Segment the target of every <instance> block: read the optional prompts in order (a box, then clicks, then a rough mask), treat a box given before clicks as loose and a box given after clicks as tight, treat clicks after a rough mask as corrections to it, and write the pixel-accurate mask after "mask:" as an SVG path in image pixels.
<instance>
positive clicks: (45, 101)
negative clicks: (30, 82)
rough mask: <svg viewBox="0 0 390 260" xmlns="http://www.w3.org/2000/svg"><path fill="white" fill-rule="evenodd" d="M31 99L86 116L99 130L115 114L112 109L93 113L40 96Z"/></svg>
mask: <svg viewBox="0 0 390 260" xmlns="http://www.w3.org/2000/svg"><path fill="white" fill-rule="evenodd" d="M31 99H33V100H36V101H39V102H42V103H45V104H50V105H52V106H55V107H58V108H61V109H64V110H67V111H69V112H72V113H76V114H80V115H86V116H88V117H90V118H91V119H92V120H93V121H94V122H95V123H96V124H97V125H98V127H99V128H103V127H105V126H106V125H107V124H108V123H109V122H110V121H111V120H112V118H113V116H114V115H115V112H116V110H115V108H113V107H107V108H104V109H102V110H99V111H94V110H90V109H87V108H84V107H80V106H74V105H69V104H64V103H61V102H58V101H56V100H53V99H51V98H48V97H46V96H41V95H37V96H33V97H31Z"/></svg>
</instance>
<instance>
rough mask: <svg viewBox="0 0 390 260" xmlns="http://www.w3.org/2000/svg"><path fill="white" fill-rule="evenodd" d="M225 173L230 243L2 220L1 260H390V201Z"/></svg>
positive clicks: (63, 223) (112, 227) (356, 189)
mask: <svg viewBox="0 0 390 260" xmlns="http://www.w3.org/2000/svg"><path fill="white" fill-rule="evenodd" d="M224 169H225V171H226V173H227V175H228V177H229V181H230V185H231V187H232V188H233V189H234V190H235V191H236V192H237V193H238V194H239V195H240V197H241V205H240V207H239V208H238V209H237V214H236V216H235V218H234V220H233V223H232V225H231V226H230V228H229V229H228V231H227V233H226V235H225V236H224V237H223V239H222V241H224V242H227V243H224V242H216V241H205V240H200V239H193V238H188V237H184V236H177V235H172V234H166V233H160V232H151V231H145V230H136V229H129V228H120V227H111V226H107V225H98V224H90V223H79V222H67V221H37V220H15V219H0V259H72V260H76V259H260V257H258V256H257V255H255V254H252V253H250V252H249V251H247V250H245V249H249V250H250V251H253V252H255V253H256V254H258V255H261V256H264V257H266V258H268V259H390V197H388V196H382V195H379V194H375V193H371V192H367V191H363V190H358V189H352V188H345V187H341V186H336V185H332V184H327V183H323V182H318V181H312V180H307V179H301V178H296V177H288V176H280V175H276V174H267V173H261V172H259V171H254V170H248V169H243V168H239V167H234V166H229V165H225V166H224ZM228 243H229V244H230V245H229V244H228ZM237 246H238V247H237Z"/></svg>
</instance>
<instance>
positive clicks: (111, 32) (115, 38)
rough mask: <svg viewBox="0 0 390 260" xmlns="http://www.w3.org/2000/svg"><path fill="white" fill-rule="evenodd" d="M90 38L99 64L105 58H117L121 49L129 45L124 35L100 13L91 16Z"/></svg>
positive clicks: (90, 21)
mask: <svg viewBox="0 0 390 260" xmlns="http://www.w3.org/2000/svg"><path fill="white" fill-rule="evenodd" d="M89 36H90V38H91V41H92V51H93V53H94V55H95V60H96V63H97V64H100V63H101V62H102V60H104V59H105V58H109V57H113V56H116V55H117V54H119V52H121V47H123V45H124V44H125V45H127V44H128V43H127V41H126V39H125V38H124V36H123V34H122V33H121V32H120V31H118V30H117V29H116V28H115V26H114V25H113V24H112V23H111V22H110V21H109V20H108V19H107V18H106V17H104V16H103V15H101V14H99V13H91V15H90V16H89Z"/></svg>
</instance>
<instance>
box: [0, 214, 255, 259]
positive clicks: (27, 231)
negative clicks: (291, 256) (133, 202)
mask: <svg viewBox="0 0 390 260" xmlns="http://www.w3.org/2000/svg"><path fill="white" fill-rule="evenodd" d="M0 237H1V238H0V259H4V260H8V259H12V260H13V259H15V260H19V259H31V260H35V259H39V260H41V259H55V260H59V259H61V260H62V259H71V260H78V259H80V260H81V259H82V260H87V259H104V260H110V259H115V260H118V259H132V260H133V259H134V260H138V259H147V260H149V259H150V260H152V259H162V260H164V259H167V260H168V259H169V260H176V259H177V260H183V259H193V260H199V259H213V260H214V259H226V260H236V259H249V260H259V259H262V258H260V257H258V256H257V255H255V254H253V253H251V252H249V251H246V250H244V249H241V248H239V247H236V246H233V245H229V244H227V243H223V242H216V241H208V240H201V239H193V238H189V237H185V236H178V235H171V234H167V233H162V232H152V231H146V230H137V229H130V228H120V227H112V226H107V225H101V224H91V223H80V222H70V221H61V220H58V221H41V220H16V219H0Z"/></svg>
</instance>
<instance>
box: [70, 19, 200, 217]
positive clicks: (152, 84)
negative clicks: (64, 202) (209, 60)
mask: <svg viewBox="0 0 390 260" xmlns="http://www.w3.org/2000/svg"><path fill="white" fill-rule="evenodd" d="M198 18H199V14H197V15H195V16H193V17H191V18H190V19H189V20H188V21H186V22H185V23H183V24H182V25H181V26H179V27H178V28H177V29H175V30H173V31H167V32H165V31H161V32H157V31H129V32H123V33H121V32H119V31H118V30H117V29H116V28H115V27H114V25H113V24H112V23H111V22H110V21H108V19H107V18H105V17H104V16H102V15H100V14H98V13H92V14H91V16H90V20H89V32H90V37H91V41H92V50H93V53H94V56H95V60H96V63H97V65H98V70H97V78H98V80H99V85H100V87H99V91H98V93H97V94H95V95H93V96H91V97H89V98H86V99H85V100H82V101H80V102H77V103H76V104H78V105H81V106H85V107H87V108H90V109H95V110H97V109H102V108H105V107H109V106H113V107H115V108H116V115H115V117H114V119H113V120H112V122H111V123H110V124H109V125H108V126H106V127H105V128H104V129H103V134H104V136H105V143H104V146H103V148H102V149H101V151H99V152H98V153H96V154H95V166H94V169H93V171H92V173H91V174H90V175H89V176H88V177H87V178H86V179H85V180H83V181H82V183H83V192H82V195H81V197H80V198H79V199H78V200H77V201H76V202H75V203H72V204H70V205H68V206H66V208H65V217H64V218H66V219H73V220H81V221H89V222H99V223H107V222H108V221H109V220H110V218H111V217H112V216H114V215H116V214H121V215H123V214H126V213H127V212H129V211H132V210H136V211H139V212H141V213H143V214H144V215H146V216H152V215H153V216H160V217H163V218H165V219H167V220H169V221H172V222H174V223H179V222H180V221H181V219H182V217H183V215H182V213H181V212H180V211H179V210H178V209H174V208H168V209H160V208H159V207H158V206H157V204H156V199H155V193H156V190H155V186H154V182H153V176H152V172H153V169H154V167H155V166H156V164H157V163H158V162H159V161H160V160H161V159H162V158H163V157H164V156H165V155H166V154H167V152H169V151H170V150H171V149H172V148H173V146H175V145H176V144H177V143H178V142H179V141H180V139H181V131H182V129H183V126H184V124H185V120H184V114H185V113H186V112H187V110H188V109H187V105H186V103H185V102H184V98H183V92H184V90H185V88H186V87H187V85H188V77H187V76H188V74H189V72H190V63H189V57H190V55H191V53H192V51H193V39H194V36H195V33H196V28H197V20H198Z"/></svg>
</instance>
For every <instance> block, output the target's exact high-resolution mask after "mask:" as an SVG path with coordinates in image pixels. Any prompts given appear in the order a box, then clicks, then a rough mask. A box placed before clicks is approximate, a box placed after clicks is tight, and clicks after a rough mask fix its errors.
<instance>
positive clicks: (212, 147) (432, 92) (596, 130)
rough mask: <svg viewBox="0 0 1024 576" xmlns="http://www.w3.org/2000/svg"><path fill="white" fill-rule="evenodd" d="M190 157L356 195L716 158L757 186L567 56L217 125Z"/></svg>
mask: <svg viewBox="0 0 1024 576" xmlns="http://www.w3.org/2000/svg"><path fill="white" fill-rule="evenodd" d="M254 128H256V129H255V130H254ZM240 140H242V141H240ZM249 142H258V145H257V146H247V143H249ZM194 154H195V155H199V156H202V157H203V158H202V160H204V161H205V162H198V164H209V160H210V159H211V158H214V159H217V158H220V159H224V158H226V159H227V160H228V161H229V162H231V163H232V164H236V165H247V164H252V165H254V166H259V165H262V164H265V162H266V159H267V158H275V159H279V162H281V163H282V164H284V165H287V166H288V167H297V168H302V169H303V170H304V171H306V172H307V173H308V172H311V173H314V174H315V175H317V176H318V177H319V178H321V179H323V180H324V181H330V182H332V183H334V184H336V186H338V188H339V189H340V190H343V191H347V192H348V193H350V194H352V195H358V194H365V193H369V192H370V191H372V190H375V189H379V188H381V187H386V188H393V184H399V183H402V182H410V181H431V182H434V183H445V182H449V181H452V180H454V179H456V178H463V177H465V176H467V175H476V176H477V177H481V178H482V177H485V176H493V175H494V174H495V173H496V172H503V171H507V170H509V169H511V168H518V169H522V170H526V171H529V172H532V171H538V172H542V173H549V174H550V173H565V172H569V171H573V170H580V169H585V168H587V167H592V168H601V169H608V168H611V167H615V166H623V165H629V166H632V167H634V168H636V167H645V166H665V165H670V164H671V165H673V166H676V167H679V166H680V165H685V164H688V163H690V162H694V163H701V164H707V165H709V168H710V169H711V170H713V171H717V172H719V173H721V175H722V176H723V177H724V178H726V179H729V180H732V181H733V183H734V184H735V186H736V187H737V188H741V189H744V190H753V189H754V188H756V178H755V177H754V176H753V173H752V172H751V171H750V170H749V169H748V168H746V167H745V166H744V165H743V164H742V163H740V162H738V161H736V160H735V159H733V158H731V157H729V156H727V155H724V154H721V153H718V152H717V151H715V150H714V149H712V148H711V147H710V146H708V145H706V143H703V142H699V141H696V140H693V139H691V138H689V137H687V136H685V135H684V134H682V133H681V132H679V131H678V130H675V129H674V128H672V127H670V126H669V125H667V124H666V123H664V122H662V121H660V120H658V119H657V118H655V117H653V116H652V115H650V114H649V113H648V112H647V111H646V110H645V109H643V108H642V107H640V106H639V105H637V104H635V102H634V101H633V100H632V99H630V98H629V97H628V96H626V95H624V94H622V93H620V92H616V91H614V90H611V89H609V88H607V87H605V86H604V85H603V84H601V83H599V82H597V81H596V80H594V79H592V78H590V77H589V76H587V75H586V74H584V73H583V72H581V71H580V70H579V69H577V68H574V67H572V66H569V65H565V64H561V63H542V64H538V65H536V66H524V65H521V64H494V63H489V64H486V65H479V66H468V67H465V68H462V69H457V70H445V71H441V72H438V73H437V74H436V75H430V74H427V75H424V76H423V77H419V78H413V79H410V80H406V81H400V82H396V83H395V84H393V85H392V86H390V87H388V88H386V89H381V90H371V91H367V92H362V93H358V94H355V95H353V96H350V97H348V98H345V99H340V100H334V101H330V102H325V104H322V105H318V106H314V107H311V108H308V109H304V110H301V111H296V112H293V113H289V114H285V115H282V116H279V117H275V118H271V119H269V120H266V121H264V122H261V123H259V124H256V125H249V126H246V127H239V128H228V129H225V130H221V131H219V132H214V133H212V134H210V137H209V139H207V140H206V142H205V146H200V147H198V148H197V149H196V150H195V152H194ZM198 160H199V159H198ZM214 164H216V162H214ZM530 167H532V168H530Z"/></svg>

Exercise:
Convert everything from the first of the rows above down to the line containing "negative clicks: (30, 82)", both ends included, into a Markdown table with columns Index and Text, skipping any blank lines.

Answer to this task:
| Index | Text |
|---|---|
| 1 | Segment the target of every <instance> block: read the optional prompts in order (a box, then clicks, then a rough mask), treat a box given before clicks as loose and a box given after clicks as tight, treat clicks after a rough mask as corrections to it, and write the pixel-accurate mask after "mask:" as an SVG path in image pixels. |
| 2 | <instance> |
| 3 | positive clicks: (45, 101) |
| 4 | negative clicks: (30, 82) |